━━━━━ STORED ROWS

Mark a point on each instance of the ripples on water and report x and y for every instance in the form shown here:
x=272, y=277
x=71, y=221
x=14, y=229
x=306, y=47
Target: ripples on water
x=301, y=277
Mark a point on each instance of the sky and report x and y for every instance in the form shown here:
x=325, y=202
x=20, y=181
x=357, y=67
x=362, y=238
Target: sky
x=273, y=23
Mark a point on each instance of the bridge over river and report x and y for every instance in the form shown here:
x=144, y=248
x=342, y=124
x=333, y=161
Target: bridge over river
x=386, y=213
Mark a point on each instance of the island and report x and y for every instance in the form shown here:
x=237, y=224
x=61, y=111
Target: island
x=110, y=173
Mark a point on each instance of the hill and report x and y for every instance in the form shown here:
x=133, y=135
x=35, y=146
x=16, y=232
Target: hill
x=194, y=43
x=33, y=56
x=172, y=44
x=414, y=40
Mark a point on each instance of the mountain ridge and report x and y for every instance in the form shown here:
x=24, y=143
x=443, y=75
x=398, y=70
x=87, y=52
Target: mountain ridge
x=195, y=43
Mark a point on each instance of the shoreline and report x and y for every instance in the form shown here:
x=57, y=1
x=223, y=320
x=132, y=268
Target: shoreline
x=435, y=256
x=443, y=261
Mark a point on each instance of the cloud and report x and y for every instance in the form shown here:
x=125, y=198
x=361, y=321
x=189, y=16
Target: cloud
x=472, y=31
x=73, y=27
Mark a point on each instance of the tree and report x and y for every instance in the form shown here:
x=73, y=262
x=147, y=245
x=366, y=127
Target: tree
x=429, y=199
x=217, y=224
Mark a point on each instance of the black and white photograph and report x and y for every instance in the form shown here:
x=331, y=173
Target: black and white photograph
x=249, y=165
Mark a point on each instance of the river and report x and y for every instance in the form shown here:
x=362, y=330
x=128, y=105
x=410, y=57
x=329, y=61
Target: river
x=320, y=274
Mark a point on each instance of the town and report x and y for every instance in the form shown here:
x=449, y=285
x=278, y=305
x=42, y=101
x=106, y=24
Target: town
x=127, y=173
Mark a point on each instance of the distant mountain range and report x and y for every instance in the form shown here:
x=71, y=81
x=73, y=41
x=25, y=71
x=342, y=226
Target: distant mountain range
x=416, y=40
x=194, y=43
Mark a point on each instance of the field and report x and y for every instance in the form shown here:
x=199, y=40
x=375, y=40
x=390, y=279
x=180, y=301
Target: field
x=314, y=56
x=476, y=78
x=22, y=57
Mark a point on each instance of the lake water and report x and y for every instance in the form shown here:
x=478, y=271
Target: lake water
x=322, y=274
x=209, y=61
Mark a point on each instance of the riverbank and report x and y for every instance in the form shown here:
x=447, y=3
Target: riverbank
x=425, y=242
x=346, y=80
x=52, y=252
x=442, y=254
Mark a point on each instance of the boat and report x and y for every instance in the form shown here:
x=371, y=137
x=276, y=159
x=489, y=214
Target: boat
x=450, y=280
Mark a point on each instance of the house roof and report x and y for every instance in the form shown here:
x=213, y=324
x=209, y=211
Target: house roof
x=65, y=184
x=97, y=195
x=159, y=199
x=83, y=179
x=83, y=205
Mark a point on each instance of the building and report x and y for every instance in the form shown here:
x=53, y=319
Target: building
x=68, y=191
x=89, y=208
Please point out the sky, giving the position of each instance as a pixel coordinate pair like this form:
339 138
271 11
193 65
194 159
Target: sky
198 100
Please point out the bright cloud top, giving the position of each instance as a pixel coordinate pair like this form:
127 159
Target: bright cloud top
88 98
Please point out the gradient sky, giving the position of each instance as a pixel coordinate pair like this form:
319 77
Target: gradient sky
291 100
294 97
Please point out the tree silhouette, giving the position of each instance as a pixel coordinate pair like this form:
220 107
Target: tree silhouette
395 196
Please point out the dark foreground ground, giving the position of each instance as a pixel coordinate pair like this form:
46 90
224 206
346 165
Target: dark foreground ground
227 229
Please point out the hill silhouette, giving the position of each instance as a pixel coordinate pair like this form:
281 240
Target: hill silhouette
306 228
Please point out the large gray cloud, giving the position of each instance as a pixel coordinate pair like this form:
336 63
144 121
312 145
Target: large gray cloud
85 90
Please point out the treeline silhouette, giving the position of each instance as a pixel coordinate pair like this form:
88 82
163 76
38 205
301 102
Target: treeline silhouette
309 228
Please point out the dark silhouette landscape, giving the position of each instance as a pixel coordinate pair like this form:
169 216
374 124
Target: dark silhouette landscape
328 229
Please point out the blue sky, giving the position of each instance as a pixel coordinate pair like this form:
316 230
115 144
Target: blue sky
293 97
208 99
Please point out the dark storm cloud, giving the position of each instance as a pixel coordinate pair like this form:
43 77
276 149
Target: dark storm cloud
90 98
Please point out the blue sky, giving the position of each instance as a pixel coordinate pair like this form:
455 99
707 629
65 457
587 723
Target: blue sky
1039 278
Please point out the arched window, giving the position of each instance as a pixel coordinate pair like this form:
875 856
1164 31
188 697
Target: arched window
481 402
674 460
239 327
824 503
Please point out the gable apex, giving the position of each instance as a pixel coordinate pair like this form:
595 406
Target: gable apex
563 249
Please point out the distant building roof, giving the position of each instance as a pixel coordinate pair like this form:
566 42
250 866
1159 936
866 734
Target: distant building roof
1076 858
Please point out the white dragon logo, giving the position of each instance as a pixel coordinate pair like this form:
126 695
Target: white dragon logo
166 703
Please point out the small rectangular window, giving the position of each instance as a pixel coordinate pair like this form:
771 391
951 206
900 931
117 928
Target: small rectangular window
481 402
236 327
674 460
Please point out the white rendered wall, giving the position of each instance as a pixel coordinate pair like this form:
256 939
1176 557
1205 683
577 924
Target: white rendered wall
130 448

━━━━━━━━━━

**AIM OF THE EXERCISE**: Rewrite all of the data above with each "Target" replaced by "Object", leaving everything else unchanged.

**RESPONSE**:
Mark a point on each instance of the ripples on water and report x and y for every instance in the form shown here:
x=272, y=277
x=71, y=221
x=14, y=229
x=306, y=47
Object: ripples on water
x=301, y=277
Mark a point on each instance of the sky and report x and y for every instance in the form shown here:
x=325, y=202
x=20, y=181
x=357, y=67
x=362, y=238
Object: sky
x=273, y=23
Mark a point on each instance of the bridge over river and report x and y for every instance in the form shown here:
x=144, y=248
x=342, y=124
x=333, y=161
Object: bridge over river
x=386, y=213
Mark a point on each instance of the island and report x and y for every instance in the form shown here:
x=237, y=224
x=61, y=111
Object: island
x=110, y=173
Mark a point on each instance of the hill and report x and y for every instance in the form shown here:
x=133, y=135
x=35, y=146
x=16, y=232
Object: hill
x=194, y=43
x=33, y=56
x=172, y=44
x=414, y=40
Mark a point on each instance of the mountain ridge and report x and y for every instance in the form shown here:
x=24, y=143
x=443, y=75
x=398, y=70
x=87, y=52
Object: mountain ridge
x=195, y=43
Mark a point on each instance of the shoreline and report x and y for every instance in the form shown here:
x=57, y=1
x=223, y=320
x=132, y=268
Object: shoreline
x=435, y=256
x=443, y=261
Mark a point on each instance of the cloud and report x and y for every instance in the form shown here:
x=125, y=198
x=361, y=321
x=189, y=16
Object: cloud
x=472, y=31
x=73, y=27
Mark a point on each instance of the tree and report x and y for every instance in the form shown here:
x=73, y=262
x=147, y=245
x=366, y=127
Object: tree
x=429, y=199
x=217, y=224
Mark a point on each instance of the black and white photograph and report x and y for every instance in the form shown here:
x=331, y=173
Object: black and white photograph
x=249, y=165
Mark a point on each instance of the river and report x and y for every instance in the form shown here:
x=362, y=330
x=128, y=105
x=410, y=57
x=329, y=61
Object: river
x=320, y=274
Mark a point on each instance of the town and report x and y for every instance in the form shown here:
x=449, y=285
x=278, y=305
x=42, y=101
x=106, y=24
Object: town
x=127, y=173
Mark a point on each instance of the distant mountain range and report x and y for every instance in the form shown here:
x=71, y=81
x=73, y=41
x=25, y=71
x=342, y=226
Object: distant mountain range
x=416, y=40
x=194, y=43
Mark a point on each instance of the field and report x and y for every instance in the form shown here:
x=199, y=40
x=375, y=40
x=390, y=279
x=180, y=301
Object: field
x=314, y=56
x=476, y=78
x=22, y=57
Mark a point on each instance of the lake water and report x and y for every instance in the form shown here:
x=478, y=271
Object: lake water
x=322, y=274
x=209, y=61
Mark a point on each instance of the riverbank and report x and y for every instance in the form shown here:
x=447, y=3
Object: riverbank
x=425, y=242
x=346, y=80
x=52, y=252
x=442, y=254
Mark a point on each instance of the boat and report x and y for every instance in the form shown here:
x=371, y=137
x=276, y=159
x=489, y=214
Object: boat
x=450, y=280
Mark a point on each instance of the house roof and report x and y for every instance in the form shown here:
x=213, y=324
x=209, y=211
Object: house roof
x=65, y=184
x=97, y=195
x=159, y=199
x=83, y=179
x=83, y=205
Mark a point on each instance of the building and report x and y for every instance in the form shown here:
x=53, y=319
Object: building
x=68, y=191
x=89, y=208
Please point out the sky, giving the position of each instance as a pixel coordinate pair like this form:
339 138
271 11
193 65
194 159
Object: sky
198 100
Please point out the bright cloud top, giving the position of each instance as a pixel coordinate pair like this form:
127 159
Object: bright cloud top
88 98
Please point out the gradient sky, giving the position of each instance as a pixel coordinate pair like this form:
319 77
Object: gradient sky
291 100
294 97
Please point out the tree silhouette, giving the position of each instance as a pixel coordinate pair like this form:
220 107
Object: tree silhouette
395 196
Please point out the dark foreground ground, giving the position of each instance as a pixel coordinate pair like this form:
46 90
224 206
346 165
Object: dark foreground ground
227 229
Please point out the hill silhouette, giving the position of each instance as a pixel coordinate pair like this form:
281 240
Object: hill silhouette
306 228
Please point out the large gray cloud, giving the position of each instance as a pixel coordinate pair like this form:
336 63
144 121
312 145
Object: large gray cloud
85 90
Please point out the treeline silhouette, giving the position of each instance as a pixel coordinate pair like this form:
88 82
163 76
38 205
301 102
Object: treeline silhouette
309 228
Please point out the dark silhouette landscape, giving the position of each instance as a pixel coordinate pair like this form:
169 216
374 124
Object: dark silhouette landscape
328 229
Please point out the blue sky, giving the position of each instance as a pixel coordinate pair like this form:
316 230
115 144
Object: blue sky
293 97
208 99
Please point out the dark storm cloud, giving the position of each instance as a pixel coordinate pair like this form:
43 77
276 149
Object: dark storm cloud
90 98
Please point out the blue sky, giving the position of each instance as a pixel coordinate pair like this form:
455 99
707 629
65 457
587 723
Object: blue sky
1039 278
Please point out the arched window, giving the position of each instance as a pixel coordinate pair like this form:
875 856
1164 31
188 697
Object: arched window
481 402
674 460
239 327
824 503
Please point out the gable apex, giving the position of each instance as a pixel coordinate pair like this form:
595 406
Object: gable apex
563 249
Please point out the distant building roof, giving the position of each instance as a pixel coordinate pair like this form:
566 42
250 866
1159 936
866 734
Object: distant building roof
1076 858
Please point out the white dragon logo, giving the position of each instance as a pixel coordinate pair like this form:
126 695
Object: white dragon logo
166 703
Please point out the small rectangular window, giving the position of each instance as a pixel coordinate pair like this form:
771 391
951 206
900 931
117 928
Object: small rectangular window
481 402
236 327
674 460
Please point out the white rendered wall, giving the position of each instance as a pixel coordinate pair like this form:
256 939
1176 557
1205 683
577 924
Object: white rendered wall
130 448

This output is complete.